◆ PROMPT ◆
Pictures stay out of this copy; please retype only the lines from the start of the records through the line with "Target: tree trunk".

[Referring expression data]
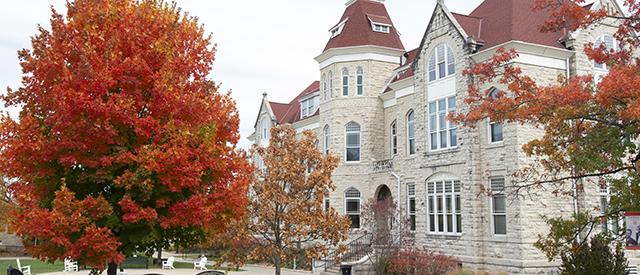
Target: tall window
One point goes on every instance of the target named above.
(495, 128)
(330, 84)
(609, 224)
(498, 206)
(345, 82)
(443, 133)
(610, 45)
(443, 202)
(352, 205)
(442, 63)
(359, 81)
(324, 86)
(264, 126)
(326, 132)
(411, 205)
(411, 133)
(394, 138)
(353, 141)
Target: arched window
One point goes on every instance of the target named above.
(610, 45)
(444, 206)
(352, 142)
(264, 127)
(411, 133)
(352, 206)
(495, 128)
(442, 63)
(345, 82)
(324, 86)
(327, 139)
(330, 84)
(360, 81)
(394, 138)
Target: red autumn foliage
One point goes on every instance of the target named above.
(123, 144)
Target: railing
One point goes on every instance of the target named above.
(383, 165)
(356, 250)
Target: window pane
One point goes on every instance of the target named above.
(353, 154)
(454, 137)
(496, 132)
(353, 206)
(500, 225)
(499, 204)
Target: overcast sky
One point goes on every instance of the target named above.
(263, 46)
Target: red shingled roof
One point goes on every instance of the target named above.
(290, 113)
(357, 30)
(499, 21)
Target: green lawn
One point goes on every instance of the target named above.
(37, 267)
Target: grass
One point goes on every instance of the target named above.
(37, 267)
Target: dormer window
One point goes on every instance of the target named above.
(335, 31)
(308, 107)
(381, 28)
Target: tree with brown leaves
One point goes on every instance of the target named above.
(286, 217)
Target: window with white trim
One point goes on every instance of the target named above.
(443, 203)
(394, 138)
(352, 142)
(345, 82)
(330, 76)
(352, 206)
(609, 224)
(495, 128)
(411, 133)
(443, 133)
(359, 81)
(610, 44)
(327, 139)
(498, 206)
(442, 63)
(411, 205)
(324, 86)
(264, 126)
(381, 28)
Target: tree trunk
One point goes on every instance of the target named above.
(112, 269)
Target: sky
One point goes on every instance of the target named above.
(263, 46)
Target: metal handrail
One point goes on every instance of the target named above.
(356, 250)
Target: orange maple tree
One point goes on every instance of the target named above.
(122, 144)
(591, 125)
(286, 217)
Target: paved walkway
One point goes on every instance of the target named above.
(246, 270)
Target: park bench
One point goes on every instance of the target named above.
(135, 262)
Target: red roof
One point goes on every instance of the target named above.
(290, 113)
(357, 30)
(409, 56)
(499, 21)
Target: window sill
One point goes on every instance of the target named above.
(442, 151)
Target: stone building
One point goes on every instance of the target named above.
(383, 111)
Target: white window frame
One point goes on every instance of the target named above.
(264, 127)
(345, 82)
(346, 145)
(327, 139)
(500, 193)
(393, 130)
(450, 129)
(411, 195)
(432, 195)
(411, 137)
(353, 213)
(493, 94)
(359, 81)
(433, 65)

◆ RESULT FOR THIS EXERCISE ◆
Target: tall window
One point goes on every instance of the target named above.
(495, 128)
(330, 84)
(609, 224)
(498, 206)
(345, 82)
(443, 133)
(610, 45)
(443, 202)
(352, 205)
(442, 63)
(359, 81)
(324, 86)
(264, 126)
(326, 132)
(411, 205)
(411, 133)
(394, 138)
(353, 141)
Target: arched window
One point goes on every instance of the target named above.
(610, 45)
(444, 206)
(352, 142)
(264, 127)
(411, 133)
(352, 206)
(495, 128)
(442, 63)
(345, 82)
(324, 86)
(327, 139)
(330, 84)
(360, 81)
(394, 138)
Target: red autumn foliage
One point goes on every instance of the target named above.
(123, 144)
Target: railing
One point goes on every instance of the target named above.
(383, 165)
(356, 250)
Target: window pane
One point goes on every instance of the target named above.
(353, 154)
(454, 137)
(496, 132)
(353, 206)
(500, 225)
(499, 204)
Target: overcast sky
One point goes on every instance of the target named above.
(263, 46)
Target: red shingled roof
One point goes on every instance of the target named above.
(290, 113)
(357, 30)
(499, 21)
Target: green lawn
One point goes on every instance of the target named above.
(37, 267)
Target: grass
One point goes on every instance of the target named above.
(37, 267)
Target: dormer window
One point goes on every instance of the target named above.
(335, 31)
(308, 107)
(381, 28)
Target: tree with brown leaves
One point goes on every instance of the target named above.
(286, 217)
Target: window with white trim
One point goes on every instance of the target named above.
(443, 203)
(394, 138)
(352, 142)
(345, 82)
(330, 76)
(352, 206)
(609, 224)
(495, 128)
(411, 133)
(443, 133)
(359, 81)
(610, 44)
(327, 139)
(498, 206)
(442, 63)
(411, 205)
(324, 86)
(264, 126)
(381, 28)
Target: tree trunk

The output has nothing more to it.